• **What to do**
**a)** Please say whether each statement agrees with the Levamisole case report, answering yes or no and quoting the words that decide it: (i) The patient was 71 years old. (ii) The urine toxicology screen was positive for opioids. (iii) The patient completed a course of treatment.
**b)** Carry on the Levamisole case report, starting after its last sentence.

• **Excerpt to read**
-- Opening Marker --

Background: Levamisole, a common anthelmintic, is estimated to be present in up to 70% of the cocaine found in the United States. The exact mechanism of interaction between Levimasole and cocaine use is unknown. One such complication of ingestion of Levimasole contaminated cocaine is Levimasole Vasculitis. Here we report a case of the clinical presentation of Levimasole Vasculitis, and the emphasis on proper and thorough history taking when arriving at a diagnosis.

Case Presentation: Our case begins with a 71-year-old male with a history of COPD, hyperthyroidism, and polysubstance abuse who presented to the hospital with weakness, neck stiffness, chest pain, and chills. Patient initially was a poor historian and uncooperative, and stated his fatigue symptoms had begun around 7 days ago, and has progressively gotten worse. He stated that over the last 4 days he had noticed painful darkening lesions on his face and nose. Upon examination of the patient there were black and purple macules and patches on his chest, abdomen, and lower extremities. Additionally, there were dark purple skin discolorations on half of both of his ears, and purple and black necrotic skin at the tip of his nose. Initial differentials included meningitis, purpura fulminans, and autoimmune purpuras such as ITP and TTP, and immunological assays revealed an elevated P-ANCA with all other values within normal limits. Urine toxicological screening was positive for cocaine and benzodiazepines. Further interviews with the patient revealed he indulged in daily cocaine and alcohol use. However, he additionally disclosed that three of his other associates used the same cocaine he had ingested in the last week, and all three of them developed the same purpuric skin lesions on their face and extremities. Literature review done by the medical team revealed consistency of the lesions with Levamisole Vasculitis. The patient left AMA before any treatment regimen could be established.

-- Closing Marker --

• **Entries shown**
-- Opening Marker --

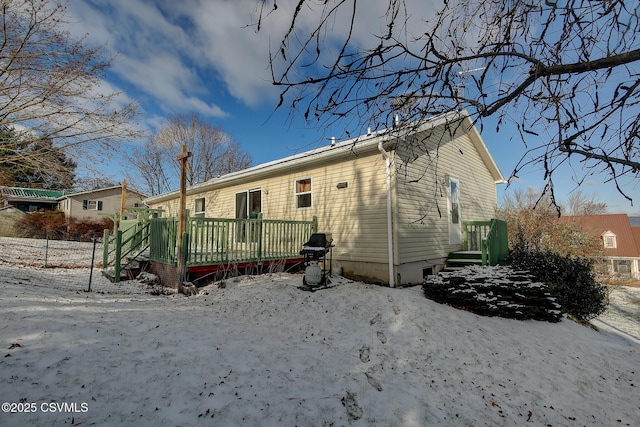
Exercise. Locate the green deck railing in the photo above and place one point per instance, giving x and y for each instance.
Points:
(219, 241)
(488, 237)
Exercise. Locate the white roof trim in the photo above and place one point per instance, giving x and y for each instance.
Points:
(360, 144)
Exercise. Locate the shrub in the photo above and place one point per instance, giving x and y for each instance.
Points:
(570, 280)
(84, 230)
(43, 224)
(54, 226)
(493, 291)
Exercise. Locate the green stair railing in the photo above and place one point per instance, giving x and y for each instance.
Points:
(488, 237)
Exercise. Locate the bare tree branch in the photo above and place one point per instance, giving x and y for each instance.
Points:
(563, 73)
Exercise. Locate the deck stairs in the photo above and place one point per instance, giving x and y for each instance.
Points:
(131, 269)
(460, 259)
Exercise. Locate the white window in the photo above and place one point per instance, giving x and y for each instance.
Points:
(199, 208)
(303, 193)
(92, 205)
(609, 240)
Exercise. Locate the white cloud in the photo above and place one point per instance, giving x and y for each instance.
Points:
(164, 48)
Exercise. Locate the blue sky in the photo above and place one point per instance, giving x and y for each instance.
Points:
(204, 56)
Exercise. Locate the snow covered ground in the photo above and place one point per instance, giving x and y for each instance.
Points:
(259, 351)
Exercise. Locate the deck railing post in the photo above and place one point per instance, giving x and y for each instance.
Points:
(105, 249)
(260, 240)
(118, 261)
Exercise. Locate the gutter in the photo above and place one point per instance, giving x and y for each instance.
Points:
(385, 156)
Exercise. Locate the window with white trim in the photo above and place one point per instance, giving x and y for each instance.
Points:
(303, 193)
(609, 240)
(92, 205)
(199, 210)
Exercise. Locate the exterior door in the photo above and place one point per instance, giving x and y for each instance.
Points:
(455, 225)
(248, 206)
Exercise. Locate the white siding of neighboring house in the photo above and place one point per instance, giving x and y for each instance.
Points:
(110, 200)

-- Closing Marker --

• **Written answers**
**a)**
(i) Yes: "a 71-year-old male"
(ii) No: "Urine toxicological screening was positive for cocaine and benzodiazepines."
(iii) No: "The patient left AMA before any treatment regimen could be established."

**b)**
Discussion & Conclusions: Levamisole-induced vasculitis is an uncommon result of cocaine usage, and can be puzzling to diagnose without proper background. Suspicion of Levamisole vasculitis should be high in any patient presenting with new onset purpuric rash and concomitant cocaine use. Careful consideration to the history and physical taking is a crucial component of the medical decisionmaking process. Here, we correlate careful and thorough interviewing with the discovery of a rare sequelae of cocaine usage.